----- MATERIAL PROVIDED
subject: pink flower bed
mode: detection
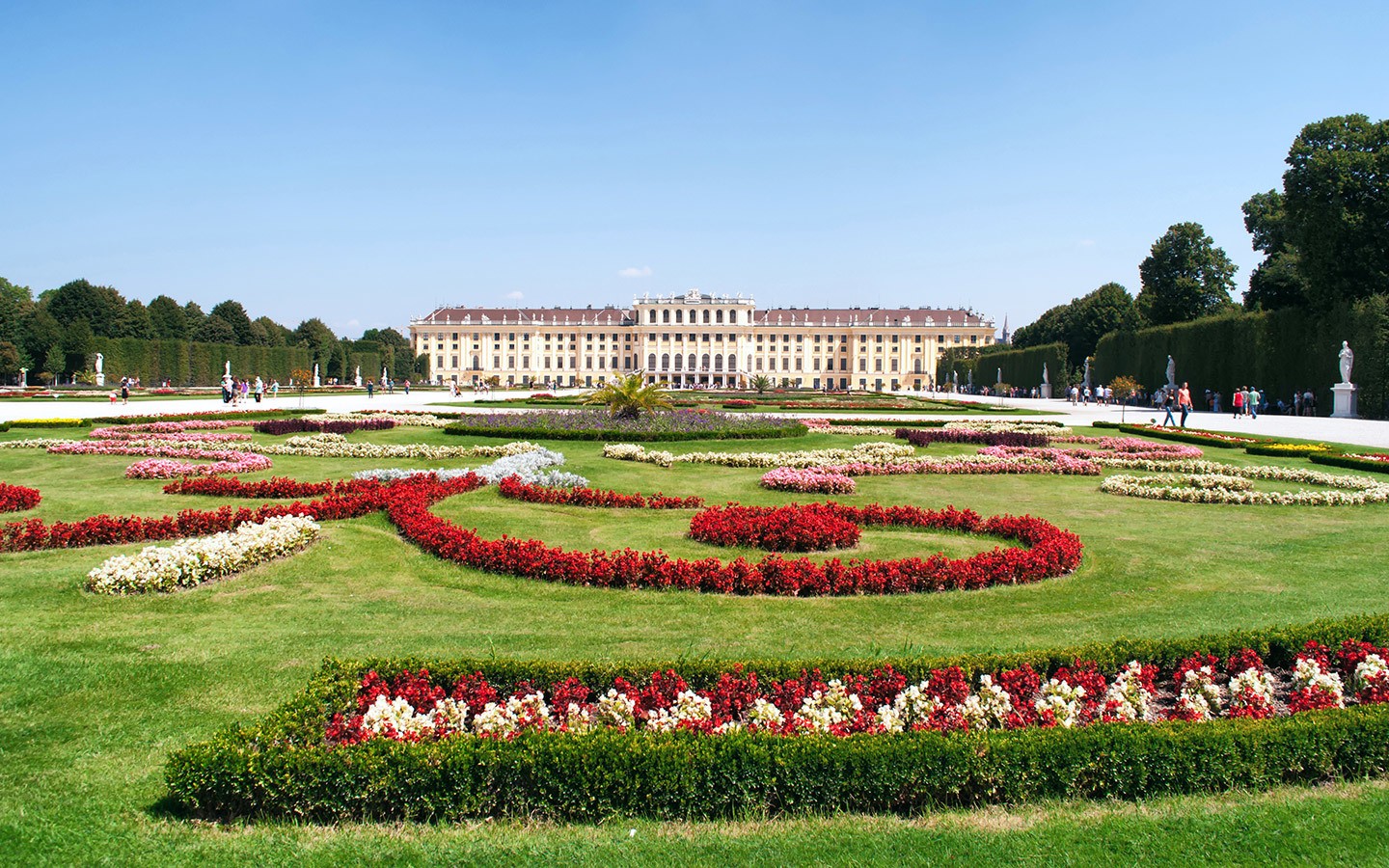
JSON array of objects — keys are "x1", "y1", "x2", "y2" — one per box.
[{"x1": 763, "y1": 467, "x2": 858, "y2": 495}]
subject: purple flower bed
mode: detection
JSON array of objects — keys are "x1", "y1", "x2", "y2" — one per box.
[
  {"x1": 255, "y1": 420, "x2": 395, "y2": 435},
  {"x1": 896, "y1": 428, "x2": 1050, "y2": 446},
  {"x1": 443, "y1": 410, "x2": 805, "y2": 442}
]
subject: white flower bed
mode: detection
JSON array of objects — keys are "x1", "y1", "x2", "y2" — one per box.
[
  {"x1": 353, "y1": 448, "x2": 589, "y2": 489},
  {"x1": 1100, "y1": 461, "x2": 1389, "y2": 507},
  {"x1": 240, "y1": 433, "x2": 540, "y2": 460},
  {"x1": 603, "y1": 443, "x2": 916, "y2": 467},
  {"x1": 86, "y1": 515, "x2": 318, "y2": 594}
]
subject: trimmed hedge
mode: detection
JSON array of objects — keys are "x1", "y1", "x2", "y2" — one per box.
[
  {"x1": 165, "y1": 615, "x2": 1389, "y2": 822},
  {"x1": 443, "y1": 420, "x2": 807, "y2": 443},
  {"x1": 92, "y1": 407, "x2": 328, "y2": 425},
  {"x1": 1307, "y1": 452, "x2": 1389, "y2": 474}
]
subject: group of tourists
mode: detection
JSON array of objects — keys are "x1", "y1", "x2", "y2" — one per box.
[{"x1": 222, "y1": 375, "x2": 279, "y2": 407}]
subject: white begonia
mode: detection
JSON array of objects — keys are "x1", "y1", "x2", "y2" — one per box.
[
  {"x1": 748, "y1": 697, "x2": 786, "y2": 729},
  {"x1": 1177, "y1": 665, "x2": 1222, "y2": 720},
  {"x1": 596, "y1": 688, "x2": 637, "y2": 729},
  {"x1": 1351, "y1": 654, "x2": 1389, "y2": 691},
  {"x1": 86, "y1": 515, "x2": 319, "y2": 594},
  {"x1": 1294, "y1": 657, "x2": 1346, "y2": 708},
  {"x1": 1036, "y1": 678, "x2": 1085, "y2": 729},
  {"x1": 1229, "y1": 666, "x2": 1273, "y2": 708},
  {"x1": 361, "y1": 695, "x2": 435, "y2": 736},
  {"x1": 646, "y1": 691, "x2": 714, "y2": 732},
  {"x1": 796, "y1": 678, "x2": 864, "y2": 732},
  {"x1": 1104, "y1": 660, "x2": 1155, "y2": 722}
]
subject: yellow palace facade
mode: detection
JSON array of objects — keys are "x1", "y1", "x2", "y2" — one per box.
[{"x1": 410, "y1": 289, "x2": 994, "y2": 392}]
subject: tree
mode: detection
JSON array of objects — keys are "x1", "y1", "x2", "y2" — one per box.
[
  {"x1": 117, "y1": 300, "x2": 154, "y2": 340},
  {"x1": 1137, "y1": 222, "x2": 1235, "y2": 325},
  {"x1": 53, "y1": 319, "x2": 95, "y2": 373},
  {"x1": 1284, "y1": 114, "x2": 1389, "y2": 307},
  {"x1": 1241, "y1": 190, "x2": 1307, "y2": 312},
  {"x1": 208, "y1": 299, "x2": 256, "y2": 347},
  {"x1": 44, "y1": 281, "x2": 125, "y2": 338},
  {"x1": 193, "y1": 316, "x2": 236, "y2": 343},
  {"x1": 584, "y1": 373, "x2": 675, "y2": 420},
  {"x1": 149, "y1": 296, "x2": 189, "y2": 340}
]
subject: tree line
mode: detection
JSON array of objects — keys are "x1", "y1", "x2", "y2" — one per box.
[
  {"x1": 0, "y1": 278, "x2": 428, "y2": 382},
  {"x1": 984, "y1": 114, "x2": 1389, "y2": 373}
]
----------
State how many lines of the listing contain the string "subject". Give only the number.

9